▶ _PASSAGE FOR REVIEW_
******

It's no secret the steep decline in oil prices are having a significant impact on Canada's energy industry.

But the drop in the commodity price is affecting those outside the sector, who rely on resource revenues to help fund new schools, transit and other projects and services.

Tomoko Vishnu wakes before 6 a.m. each weekday to make a lunch and pack a school bag for her 10-year-old son, before he catches the bus for a 40-minute ride to school. A trip she had hoped her kids would never have to make.

"We bought this house because it said a school was going to be built in this neighbourhood. That's why we bought this house here," she says.

That school was supposed to be built just a five-minute walk from Vishnu's house in southeast Calgary. It is supposed to open next year, although she says there is still no sign of it.

Adding to her concerns, the provincial government is reviewing all capital projects, including hospitals, schools and highways.

Alberta's finance Minister Robin Campbell in Edmonton

Alberta's finance Minister Robin Campbell speaks to reporters in Edmonton on February 24, 2015. (CBC)

"Nothing is happening right now and I am just hoping that it's not going to affect anything like a budget cut for the school because it has already been a lot of stuff cut," she says.

The price of oil has plummeted from highs of more than $100 less than a year ago to around $50 today. That has had a huge impact on Alberta's energy industry, which has seen companies slash spending and shed employees. But it also hurts the provincial government, which counts on energy royalties for about 20 per cent of its revenue.

******

▶ _COMPLETE THE FOLLOWING_
[1] From the article on falling oil prices, quote everything from "That school was" down to "24, 2015. (CBC)".
[2] Answer these questions using the article on falling oil prices:
(a) How long is the bus ride Tomoko Vishnu's son takes to school?
(b) How far from Vishnu's house was the new school supposed to be built?
(c) About what share of its revenue does the provincial government get from energy royalties?
[3] Summarize the article on falling oil prices in two sentences.

******

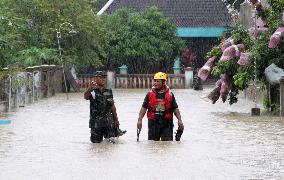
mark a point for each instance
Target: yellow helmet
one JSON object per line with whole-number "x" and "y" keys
{"x": 160, "y": 75}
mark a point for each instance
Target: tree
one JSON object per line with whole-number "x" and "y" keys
{"x": 146, "y": 42}
{"x": 258, "y": 51}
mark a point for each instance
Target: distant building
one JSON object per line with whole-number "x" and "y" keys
{"x": 199, "y": 22}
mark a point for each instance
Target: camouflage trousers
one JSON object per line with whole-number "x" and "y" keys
{"x": 101, "y": 127}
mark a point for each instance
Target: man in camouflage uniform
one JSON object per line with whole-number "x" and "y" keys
{"x": 103, "y": 117}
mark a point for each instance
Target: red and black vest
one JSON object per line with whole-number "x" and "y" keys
{"x": 153, "y": 101}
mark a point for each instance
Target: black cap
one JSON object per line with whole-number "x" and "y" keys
{"x": 100, "y": 73}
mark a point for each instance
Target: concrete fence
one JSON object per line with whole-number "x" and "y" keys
{"x": 30, "y": 85}
{"x": 136, "y": 80}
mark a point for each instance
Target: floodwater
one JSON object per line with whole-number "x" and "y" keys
{"x": 50, "y": 140}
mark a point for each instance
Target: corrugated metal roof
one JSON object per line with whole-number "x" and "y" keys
{"x": 183, "y": 13}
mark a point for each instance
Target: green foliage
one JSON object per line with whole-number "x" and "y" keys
{"x": 258, "y": 50}
{"x": 226, "y": 67}
{"x": 28, "y": 31}
{"x": 143, "y": 41}
{"x": 241, "y": 36}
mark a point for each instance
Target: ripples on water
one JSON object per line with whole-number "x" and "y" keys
{"x": 50, "y": 140}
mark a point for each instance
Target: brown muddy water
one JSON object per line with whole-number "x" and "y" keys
{"x": 50, "y": 140}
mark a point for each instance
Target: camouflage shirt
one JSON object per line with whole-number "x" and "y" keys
{"x": 101, "y": 102}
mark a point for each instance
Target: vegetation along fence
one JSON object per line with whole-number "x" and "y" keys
{"x": 133, "y": 81}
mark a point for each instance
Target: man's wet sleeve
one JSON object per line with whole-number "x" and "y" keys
{"x": 174, "y": 103}
{"x": 146, "y": 101}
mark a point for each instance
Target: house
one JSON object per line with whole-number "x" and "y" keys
{"x": 199, "y": 22}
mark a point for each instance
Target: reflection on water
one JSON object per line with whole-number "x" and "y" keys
{"x": 50, "y": 140}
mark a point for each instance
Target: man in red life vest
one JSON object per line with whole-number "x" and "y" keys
{"x": 160, "y": 105}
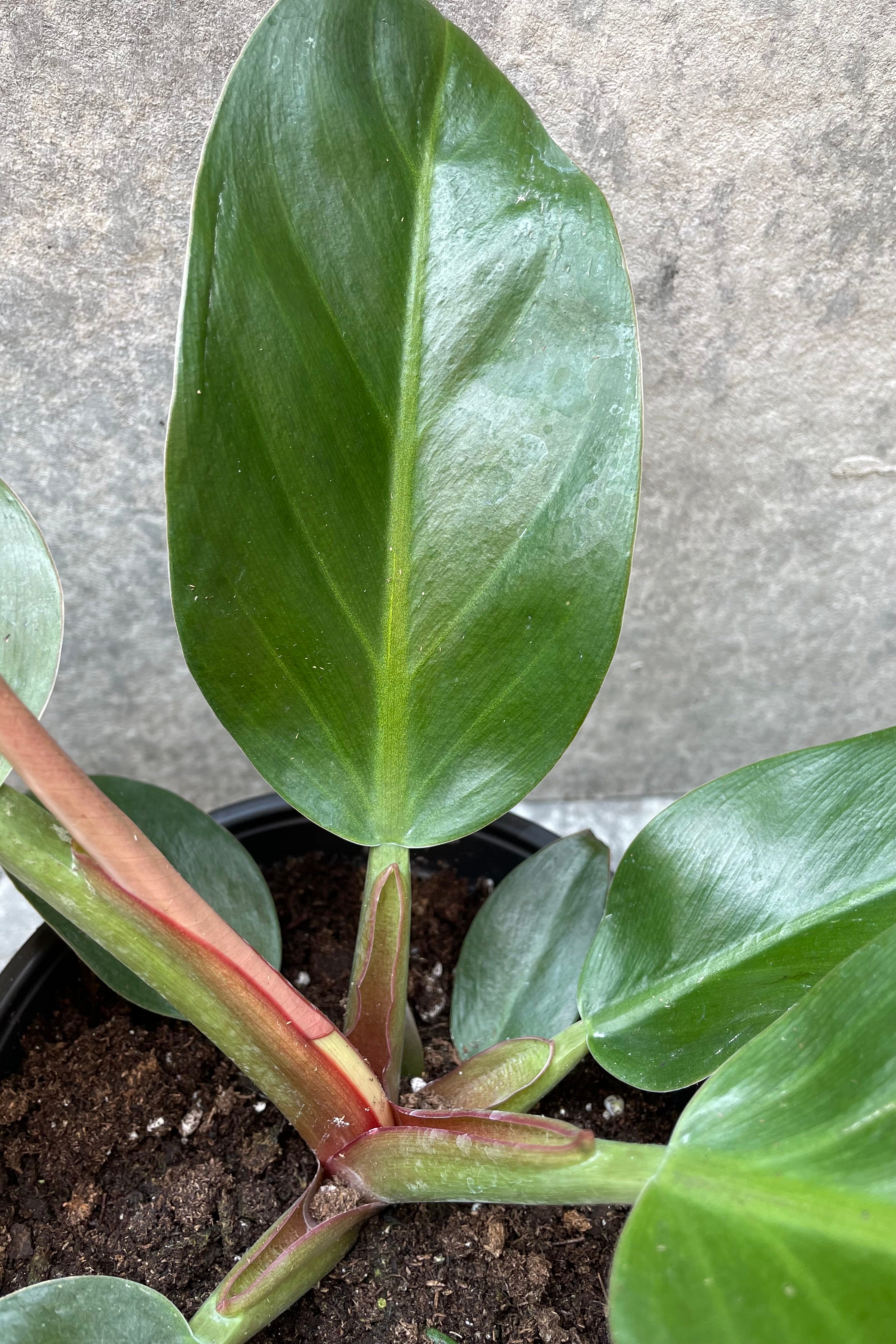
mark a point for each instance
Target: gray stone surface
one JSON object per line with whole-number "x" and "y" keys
{"x": 747, "y": 148}
{"x": 613, "y": 820}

******

▶ _EXPECTED RESPONSES_
[1]
That school was supposed to be built just a five-minute walk from Vishnu's house in southeast Calgary. It is supposed to open next year, although she says there is still no sign of it.

Adding to her concerns, the provincial government is reviewing all capital projects, including hospitals, schools and highways.

Alberta's finance Minister Robin Campbell in Edmonton

Alberta's finance Minister Robin Campbell speaks to reporters in Edmonton on February 24, 2015. (CBC)

[2]
(a) 40 minutes
(b) A five-minute walk
(c) About 20 per cent

[3] Oil prices have fallen from more than $100 less than a year ago to around $50, which hurts Alberta's energy industry and the provincial government, since the government counts on energy royalties for about 20 per cent of its revenue. In southeast Calgary, Tomoko Vishnu's son rides a bus 40 minutes to school while a school planned near their house shows no sign of being built, and she worries about the province's review of all capital projects, including schools.